### [Task]
Line by line, please look for the word "positive" in the following records, then copy each line you find it in.

[Dataset records]
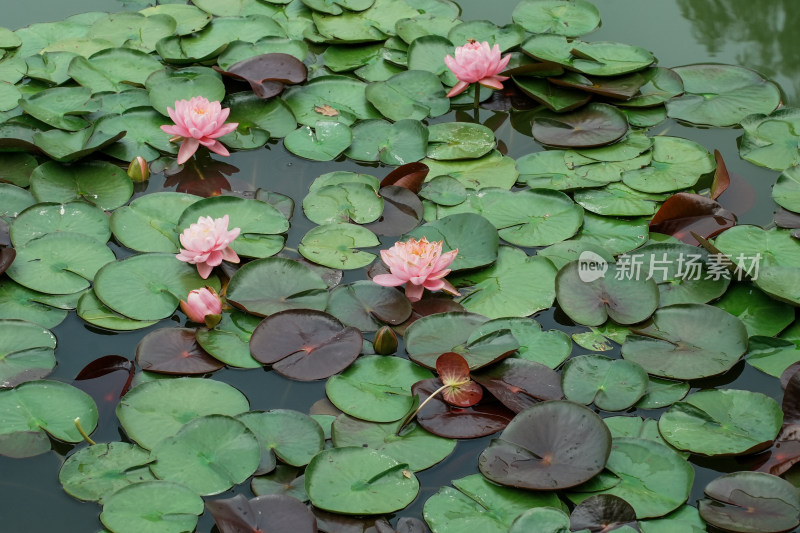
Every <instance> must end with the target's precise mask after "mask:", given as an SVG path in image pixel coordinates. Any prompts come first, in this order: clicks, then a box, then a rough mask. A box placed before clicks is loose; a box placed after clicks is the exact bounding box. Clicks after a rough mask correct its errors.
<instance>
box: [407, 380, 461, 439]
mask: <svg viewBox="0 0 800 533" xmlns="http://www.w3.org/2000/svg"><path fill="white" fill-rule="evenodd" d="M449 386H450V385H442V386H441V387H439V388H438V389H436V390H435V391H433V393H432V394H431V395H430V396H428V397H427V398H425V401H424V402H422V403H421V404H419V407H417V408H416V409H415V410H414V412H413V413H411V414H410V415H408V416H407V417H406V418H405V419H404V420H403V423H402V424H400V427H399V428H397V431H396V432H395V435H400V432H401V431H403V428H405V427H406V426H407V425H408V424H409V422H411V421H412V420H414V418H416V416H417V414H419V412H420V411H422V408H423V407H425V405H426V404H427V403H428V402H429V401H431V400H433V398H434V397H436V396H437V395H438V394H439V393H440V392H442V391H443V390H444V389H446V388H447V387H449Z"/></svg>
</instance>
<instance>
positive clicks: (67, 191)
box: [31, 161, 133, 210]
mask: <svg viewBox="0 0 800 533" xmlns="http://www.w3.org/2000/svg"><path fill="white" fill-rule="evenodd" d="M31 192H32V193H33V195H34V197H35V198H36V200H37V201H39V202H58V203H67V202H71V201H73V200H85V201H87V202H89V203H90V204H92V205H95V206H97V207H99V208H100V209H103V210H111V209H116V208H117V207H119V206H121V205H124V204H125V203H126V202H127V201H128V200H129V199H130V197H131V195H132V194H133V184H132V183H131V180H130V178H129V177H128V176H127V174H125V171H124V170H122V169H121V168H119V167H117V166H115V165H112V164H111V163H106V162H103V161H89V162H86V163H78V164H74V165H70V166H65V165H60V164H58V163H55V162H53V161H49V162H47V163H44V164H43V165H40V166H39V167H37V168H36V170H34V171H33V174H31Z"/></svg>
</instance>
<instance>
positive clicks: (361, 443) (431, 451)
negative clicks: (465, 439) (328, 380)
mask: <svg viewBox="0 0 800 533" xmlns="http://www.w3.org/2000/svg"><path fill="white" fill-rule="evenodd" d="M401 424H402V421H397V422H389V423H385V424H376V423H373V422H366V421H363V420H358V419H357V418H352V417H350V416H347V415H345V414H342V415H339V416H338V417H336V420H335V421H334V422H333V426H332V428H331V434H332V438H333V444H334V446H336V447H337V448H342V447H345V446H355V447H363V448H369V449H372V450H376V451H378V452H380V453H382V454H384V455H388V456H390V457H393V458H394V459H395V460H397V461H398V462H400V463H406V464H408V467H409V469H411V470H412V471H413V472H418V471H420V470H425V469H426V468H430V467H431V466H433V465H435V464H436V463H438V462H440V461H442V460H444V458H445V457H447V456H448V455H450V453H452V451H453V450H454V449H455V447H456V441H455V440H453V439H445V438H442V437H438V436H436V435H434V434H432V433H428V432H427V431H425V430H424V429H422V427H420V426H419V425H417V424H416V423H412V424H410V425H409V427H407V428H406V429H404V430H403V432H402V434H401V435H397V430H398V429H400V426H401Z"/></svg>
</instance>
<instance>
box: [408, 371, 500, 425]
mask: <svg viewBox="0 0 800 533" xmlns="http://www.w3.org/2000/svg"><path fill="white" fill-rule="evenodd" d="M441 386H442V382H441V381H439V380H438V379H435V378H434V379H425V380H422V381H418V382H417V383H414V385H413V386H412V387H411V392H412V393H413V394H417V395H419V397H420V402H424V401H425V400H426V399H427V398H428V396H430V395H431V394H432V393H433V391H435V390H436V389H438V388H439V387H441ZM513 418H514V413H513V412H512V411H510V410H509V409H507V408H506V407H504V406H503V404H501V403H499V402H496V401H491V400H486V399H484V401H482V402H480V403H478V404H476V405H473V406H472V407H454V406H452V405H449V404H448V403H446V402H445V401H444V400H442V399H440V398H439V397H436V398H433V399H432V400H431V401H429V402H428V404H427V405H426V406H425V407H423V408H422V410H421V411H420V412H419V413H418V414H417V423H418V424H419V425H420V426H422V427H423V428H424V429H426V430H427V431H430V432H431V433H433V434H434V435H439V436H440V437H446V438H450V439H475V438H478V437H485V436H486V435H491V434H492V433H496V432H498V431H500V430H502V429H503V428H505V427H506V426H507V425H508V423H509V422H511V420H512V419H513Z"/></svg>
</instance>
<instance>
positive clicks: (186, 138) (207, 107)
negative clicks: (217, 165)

### [Result]
positive clicks: (67, 191)
positive clicks: (361, 443) (431, 451)
positive clicks: (186, 138) (207, 107)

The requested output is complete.